> EXERCISE BRIEF
Give back every line of the material below word for word, without changing anything.

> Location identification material
Begin

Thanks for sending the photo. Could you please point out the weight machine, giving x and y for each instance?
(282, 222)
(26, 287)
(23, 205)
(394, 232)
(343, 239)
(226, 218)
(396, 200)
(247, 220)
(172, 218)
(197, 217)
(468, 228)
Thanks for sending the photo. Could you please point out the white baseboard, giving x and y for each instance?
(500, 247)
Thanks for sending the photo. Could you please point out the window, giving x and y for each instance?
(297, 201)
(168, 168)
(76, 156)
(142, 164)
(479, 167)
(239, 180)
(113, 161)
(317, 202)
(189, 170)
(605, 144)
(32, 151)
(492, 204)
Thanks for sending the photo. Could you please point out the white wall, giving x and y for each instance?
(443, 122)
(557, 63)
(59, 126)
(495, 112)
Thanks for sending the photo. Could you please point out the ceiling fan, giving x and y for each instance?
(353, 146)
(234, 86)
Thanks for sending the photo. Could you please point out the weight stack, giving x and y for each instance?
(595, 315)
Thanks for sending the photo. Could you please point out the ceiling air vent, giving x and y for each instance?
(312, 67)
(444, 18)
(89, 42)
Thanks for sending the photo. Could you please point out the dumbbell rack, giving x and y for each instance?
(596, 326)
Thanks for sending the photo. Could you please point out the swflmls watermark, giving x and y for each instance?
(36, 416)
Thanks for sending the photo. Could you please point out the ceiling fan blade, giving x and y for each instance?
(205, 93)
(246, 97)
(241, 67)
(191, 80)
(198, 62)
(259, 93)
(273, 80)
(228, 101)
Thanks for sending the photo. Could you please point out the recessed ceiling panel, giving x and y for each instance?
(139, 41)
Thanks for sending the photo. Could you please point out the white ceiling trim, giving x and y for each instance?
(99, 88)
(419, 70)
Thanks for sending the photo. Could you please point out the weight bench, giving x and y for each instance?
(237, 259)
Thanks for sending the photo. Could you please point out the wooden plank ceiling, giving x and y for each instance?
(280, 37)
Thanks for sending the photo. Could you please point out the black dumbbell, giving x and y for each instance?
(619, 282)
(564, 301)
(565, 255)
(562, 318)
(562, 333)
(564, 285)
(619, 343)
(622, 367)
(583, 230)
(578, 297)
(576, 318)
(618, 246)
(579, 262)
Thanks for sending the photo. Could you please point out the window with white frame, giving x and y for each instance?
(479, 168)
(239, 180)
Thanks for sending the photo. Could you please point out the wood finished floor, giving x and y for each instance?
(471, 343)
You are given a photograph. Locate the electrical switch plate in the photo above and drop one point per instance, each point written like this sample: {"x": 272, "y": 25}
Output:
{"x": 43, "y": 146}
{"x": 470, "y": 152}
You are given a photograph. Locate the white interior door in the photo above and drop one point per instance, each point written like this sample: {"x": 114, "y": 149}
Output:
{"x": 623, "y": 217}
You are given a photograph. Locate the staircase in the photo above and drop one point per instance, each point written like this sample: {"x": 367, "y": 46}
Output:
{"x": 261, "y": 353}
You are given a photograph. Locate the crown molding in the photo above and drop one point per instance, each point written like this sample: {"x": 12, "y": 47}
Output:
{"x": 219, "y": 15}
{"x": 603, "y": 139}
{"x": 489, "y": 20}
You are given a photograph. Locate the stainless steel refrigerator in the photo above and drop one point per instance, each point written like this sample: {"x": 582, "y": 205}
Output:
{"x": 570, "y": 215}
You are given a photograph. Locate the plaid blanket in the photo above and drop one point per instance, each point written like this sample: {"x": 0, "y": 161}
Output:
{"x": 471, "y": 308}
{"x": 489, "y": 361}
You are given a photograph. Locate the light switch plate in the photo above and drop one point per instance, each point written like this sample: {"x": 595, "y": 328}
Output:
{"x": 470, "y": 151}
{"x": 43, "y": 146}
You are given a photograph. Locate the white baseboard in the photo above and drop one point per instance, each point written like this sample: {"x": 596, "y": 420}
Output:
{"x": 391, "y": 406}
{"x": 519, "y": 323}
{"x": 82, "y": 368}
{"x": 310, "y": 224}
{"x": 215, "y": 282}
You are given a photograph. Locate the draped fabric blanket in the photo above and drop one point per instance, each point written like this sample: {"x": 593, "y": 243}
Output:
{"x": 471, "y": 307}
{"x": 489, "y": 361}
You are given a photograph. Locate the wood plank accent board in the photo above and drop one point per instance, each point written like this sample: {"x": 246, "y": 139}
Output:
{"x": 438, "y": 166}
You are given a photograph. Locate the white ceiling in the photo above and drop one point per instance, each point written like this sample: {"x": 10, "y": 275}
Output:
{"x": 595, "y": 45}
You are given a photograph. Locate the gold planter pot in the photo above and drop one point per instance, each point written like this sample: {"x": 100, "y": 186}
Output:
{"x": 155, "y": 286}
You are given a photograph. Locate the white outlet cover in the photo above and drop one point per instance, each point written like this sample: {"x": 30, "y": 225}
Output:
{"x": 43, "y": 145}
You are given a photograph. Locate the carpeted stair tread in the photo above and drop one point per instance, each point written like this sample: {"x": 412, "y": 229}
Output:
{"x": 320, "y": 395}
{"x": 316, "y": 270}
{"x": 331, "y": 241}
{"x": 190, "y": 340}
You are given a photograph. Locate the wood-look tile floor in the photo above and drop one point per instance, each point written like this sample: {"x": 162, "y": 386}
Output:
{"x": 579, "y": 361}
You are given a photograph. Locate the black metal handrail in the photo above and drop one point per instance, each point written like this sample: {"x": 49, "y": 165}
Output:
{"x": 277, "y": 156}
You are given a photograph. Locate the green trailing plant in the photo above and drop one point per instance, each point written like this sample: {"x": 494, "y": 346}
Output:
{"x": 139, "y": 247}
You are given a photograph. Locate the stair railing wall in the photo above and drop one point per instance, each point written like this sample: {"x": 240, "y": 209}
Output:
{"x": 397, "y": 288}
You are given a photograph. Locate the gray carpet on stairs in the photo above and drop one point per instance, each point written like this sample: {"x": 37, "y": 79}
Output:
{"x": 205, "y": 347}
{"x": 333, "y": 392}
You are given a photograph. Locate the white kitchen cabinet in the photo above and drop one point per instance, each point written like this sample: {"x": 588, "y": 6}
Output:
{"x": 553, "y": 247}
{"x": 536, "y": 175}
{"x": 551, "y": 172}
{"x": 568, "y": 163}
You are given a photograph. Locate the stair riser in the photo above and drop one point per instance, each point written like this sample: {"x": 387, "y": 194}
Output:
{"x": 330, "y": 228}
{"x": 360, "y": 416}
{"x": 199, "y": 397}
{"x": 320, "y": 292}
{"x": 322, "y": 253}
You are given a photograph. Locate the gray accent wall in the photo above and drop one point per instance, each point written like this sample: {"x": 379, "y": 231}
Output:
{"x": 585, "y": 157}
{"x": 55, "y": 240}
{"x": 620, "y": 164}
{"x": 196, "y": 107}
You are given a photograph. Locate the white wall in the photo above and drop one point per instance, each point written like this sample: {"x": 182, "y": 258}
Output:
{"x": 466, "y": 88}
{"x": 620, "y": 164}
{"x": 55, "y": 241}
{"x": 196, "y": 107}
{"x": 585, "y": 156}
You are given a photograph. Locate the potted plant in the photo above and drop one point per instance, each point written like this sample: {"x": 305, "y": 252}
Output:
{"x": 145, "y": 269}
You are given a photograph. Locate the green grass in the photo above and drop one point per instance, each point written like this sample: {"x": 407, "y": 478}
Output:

End

> REPLY TO THE EXERCISE
Thanks for sending the photo. Could you please point out the weight machine, giving x and y for each instance?
(282, 222)
(26, 287)
(23, 205)
(394, 232)
(343, 239)
(226, 218)
(396, 200)
(247, 220)
(172, 218)
(197, 217)
(468, 228)
Thanks for sending the photo. Could you please point out the white baseboard, giving x and y for each instance?
(500, 247)
Thanks for sending the photo. Could you please point out the window, giving x and y for each instance?
(297, 201)
(168, 168)
(76, 156)
(142, 164)
(479, 167)
(239, 180)
(113, 161)
(317, 202)
(189, 170)
(605, 144)
(32, 151)
(492, 204)
Thanks for sending the photo. Could you please point out the white wall, giving x and y for each instance?
(443, 122)
(557, 63)
(59, 126)
(495, 112)
Thanks for sending the photo. Could you please point out the ceiling fan, giving x and y for each instance?
(353, 146)
(234, 86)
Thanks for sending the photo. Could you please point out the weight stack, giving x and y for each instance?
(595, 315)
Thanks for sending the photo. Could you please point out the ceiling air vent, giving x and y for each instance?
(312, 67)
(444, 18)
(89, 42)
Thanks for sending the photo. Could you please point out the dumbbell rack, giving x and y for each instance?
(596, 326)
Thanks for sending the photo. Could you please point out the swflmls watermark, giving x and y for each instance?
(36, 416)
Thanks for sending the photo. Could you please point out the ceiling fan blade, giving x and y for each instance?
(205, 93)
(246, 97)
(241, 67)
(191, 80)
(198, 62)
(259, 93)
(273, 80)
(228, 101)
Thanks for sending the photo. Could you please point out the recessed ceiling panel, giving x and y for each instance?
(139, 41)
Thanks for sending the photo. Could you please point out the white ceiling trim, giving x and y for each instance?
(99, 88)
(419, 70)
Thanks for sending the photo. Could you please point out the weight bench, giving x and y for each instance?
(237, 259)
Thanks for sending the photo. Could you please point out the wooden plank ceiling, giving x and y for each instance?
(280, 37)
Thanks for sending the photo. Could you please point out the black dumbbell, giving x and y for each instance?
(619, 282)
(564, 301)
(565, 255)
(562, 318)
(562, 333)
(564, 285)
(619, 343)
(622, 367)
(583, 230)
(578, 297)
(576, 318)
(618, 246)
(579, 262)
Thanks for sending the photo. Could you please point out the window with white frame, giving x and y for each instance?
(479, 168)
(239, 180)
Thanks for sending the photo. Could you please point out the wood finished floor, giving x and y for each instance?
(471, 343)
You are given a photograph. Locate the electrical switch plate in the photo above and drop one point per instance, each point written like this sample: {"x": 272, "y": 25}
Output:
{"x": 43, "y": 146}
{"x": 470, "y": 152}
You are given a photograph. Locate the white interior door in the photo above and drop one point per instance, each point written like this sample: {"x": 114, "y": 149}
Output:
{"x": 623, "y": 217}
You are given a photograph. Locate the staircase in the photo above and drop one point per instance, each point written like this sample: {"x": 367, "y": 46}
Output:
{"x": 261, "y": 353}
You are given a photograph. Locate the crown molding in the photo above and drop one point per instance, each point written like this sample: {"x": 12, "y": 47}
Output:
{"x": 219, "y": 15}
{"x": 603, "y": 139}
{"x": 489, "y": 20}
You are given a photograph. Locate the stainless steel refrigerator in the photo above and drop one point per instance, each point written like this sample: {"x": 582, "y": 205}
Output:
{"x": 570, "y": 215}
You are given a photograph. Locate the plaid blanket in the photo above and drop one point per instance, each point written like this sample: {"x": 0, "y": 161}
Output:
{"x": 471, "y": 308}
{"x": 489, "y": 361}
You are given a photograph. Locate the light switch plate in the photo above and drop one point per instance, each point written like this sample: {"x": 595, "y": 328}
Output:
{"x": 470, "y": 151}
{"x": 43, "y": 146}
You are given a photograph. Locate the white baseboard in the photo above and drop one point per instance, each point written like this sample: {"x": 596, "y": 420}
Output:
{"x": 391, "y": 406}
{"x": 519, "y": 323}
{"x": 82, "y": 368}
{"x": 310, "y": 224}
{"x": 215, "y": 282}
You are given a photograph. Locate the draped fabric blanket in the photo above and drop one point per instance, each point written like this sample: {"x": 593, "y": 243}
Output:
{"x": 471, "y": 307}
{"x": 489, "y": 361}
You are given a photograph. Locate the wood plank accent board in the photo above and drop one point per instance, each point written like this sample: {"x": 246, "y": 139}
Output:
{"x": 438, "y": 166}
You are given a photograph. Locate the white ceiling in the photo above and drop one point per instance, each point written like this sample: {"x": 10, "y": 275}
Output:
{"x": 595, "y": 45}
You are given a photograph. Locate the gold planter pot in the photo above and drop one point per instance, each point written like this sample: {"x": 100, "y": 186}
Output:
{"x": 155, "y": 286}
You are given a photograph. Locate the white outlet cover in the photo above and drop one point per instance, each point written like this sample: {"x": 30, "y": 225}
Output:
{"x": 43, "y": 145}
You are given a photograph. Locate the carpeted stair tread in the photo above and drop one point per instance, each point written like this sample: {"x": 412, "y": 229}
Output:
{"x": 320, "y": 395}
{"x": 316, "y": 270}
{"x": 331, "y": 241}
{"x": 190, "y": 340}
You are given a photograph. Locate the wood-look tile floor in the photo above and drop one point per instance, each point written like this sample: {"x": 162, "y": 386}
Output:
{"x": 579, "y": 361}
You are given a photograph. Locate the black metal handrail in the photo above and drop one point per instance, each point written like this sample: {"x": 49, "y": 165}
Output:
{"x": 277, "y": 156}
You are given a photograph. Locate the green trailing plant in the photo above and drop one point per instance, each point written like this sample: {"x": 494, "y": 346}
Output:
{"x": 139, "y": 247}
You are given a photograph. Locate the stair railing wall in the photo above and drop one point per instance, each point written like this sample: {"x": 240, "y": 209}
Output:
{"x": 397, "y": 288}
You are given a photograph. Locate the gray carpet on stairs in the photo above and drop one point per instance, each point written like this sample: {"x": 37, "y": 79}
Output:
{"x": 205, "y": 347}
{"x": 333, "y": 392}
You are given a photograph. Locate the white kitchen cabinet in the photo above and drop one point per instance, each point written like this sample: {"x": 588, "y": 6}
Output:
{"x": 553, "y": 247}
{"x": 536, "y": 175}
{"x": 551, "y": 172}
{"x": 568, "y": 163}
You are given a photograph. Locate the stair riser in the photo above and drop one point per instance, each point written like this sample: {"x": 387, "y": 194}
Output:
{"x": 330, "y": 228}
{"x": 360, "y": 416}
{"x": 199, "y": 397}
{"x": 320, "y": 292}
{"x": 322, "y": 253}
You are given a photograph. Locate the gray accent wall in the photo above and drop one point per instance, each point written like this sample: {"x": 379, "y": 231}
Output:
{"x": 585, "y": 157}
{"x": 55, "y": 240}
{"x": 620, "y": 164}
{"x": 196, "y": 107}
You are given a photograph. Locate the white wall in the photo above and drop one point per instance, each point written like this sample: {"x": 182, "y": 258}
Output:
{"x": 466, "y": 88}
{"x": 620, "y": 164}
{"x": 55, "y": 241}
{"x": 196, "y": 107}
{"x": 585, "y": 156}
You are given a photograph. Locate the potted plant in the photo above and drop one point per instance, each point written like this sample: {"x": 305, "y": 252}
Output:
{"x": 145, "y": 269}
You are given a photograph. Locate the green grass in the photo above and drop one point per instance, each point written like this sample: {"x": 407, "y": 478}
Output:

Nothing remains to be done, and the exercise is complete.